» What to do:
- A) Copy the passage about pitcher Rob Nixon word for word, starting with "The 6-foot-1 right-hander" and going on through "arm quick enough.".
- B) Pick up the passage about pitcher Rob Nixon after its final sentence and carry it forward.

» Reading text:
┄┄┄┄┄┄

Rob Nixon loves hockey, but it was America’s past time that led to his career. Nixon, 25, is a native of Welland, Ontario, a town just southwest of Niagara Falls.

The 6-foot-1 right-hander was selected by the Cleveland Indians in the 46th round of the 2011 draft out of Adelphi University in New York. He spent his draft season with the short-season Mahoning Valley Scrappers, where he remained in a starting role that carried over from his college days. The following year, he was converted to a reliever, a switch that initially had him feeling hesitant.

Nixon said he’d thrown out of the bullpen a few times in college and struggled, mainly because he couldn’t warm his arm quick enough.

“I thought I made the transition pretty well,” Nixon recalled. “I liked it more than I thought I would. I actually love throwing out of the bullpen now.”

Nixon has since realized his old role has now become foreign.

“I made a couple spot starts last year and that seemed weird,” he explained.

Adjusting to a relief role has also taught Nixon to maintain a short memory.

┄┄┄┄┄┄

» Provided data:
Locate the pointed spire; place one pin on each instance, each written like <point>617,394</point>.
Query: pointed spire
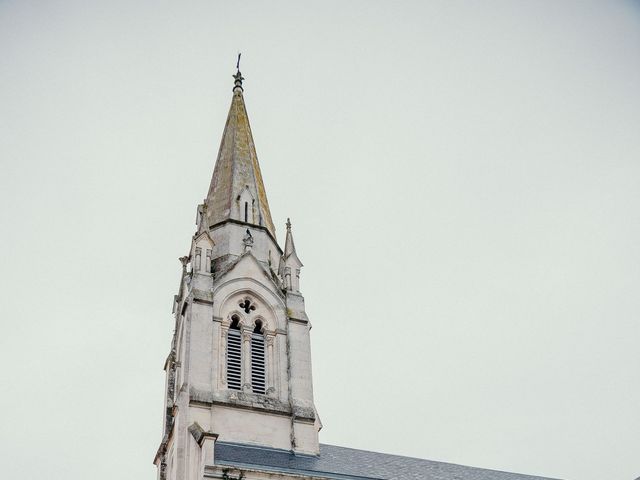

┄┄┄┄┄┄

» Per-task answers:
- A)
The 6-foot-1 right-hander was selected by the Cleveland Indians in the 46th round of the 2011 draft out of Adelphi University in New York. He spent his draft season with the short-season Mahoning Valley Scrappers, where he remained in a starting role that carried over from his college days. The following year, he was converted to a reliever, a switch that initially had him feeling hesitant.

Nixon said he’d thrown out of the bullpen a few times in college and struggled, mainly because he couldn’t warm his arm quick enough.

- B)
“You go out and you have a bad night, you could be back on the mound the next night,” he explained. “You’ve just got to be able to put everything behind you. You go out and can’t let the night before affect how you’re going to pitch.”

After starting the 2012 season with the low-A Lake County Captains, Nixon completed the year with the high-A Carolina MudCats, posting a collective 3.95 ERA between the two levels. He returned to Zebulon, N.C. for a second year with the MudCats in 2013.

Nixon said he battled inconsistency last year, something that proves tough while one is also adjusting to the competitive Carolina League. Since the league has just eight teams, the competition becomes familiar and the microscope zooms in closer.

“You’ll see the same guys quite a bit,” Nixon said. “At the same time, I think that can work to your advantage. They see what you have, but you see what they have, too.”

Nixon saw more than high-A competition as he caught a quick glimpse of double-A ball in May. Though he only spent two games with the Akron Aeros, he said he immediately felt the difference between the two levels.

“You could just tell you were up a level,” he said. “I guess when you’re in double-A, you could be a call away from the big leagues and you can kind of tell you’re closer.”

In two games with Akron, Nixon tossed 3.2 innings, allowing one earned run on one hit, five walks and six strikeouts. He returned to Carolina to finish out the year, posting a 5.01 ERA, yielding 87 hits, four home runs, and a 2.1 strikeout-to-walk ratio through 70 innings of work.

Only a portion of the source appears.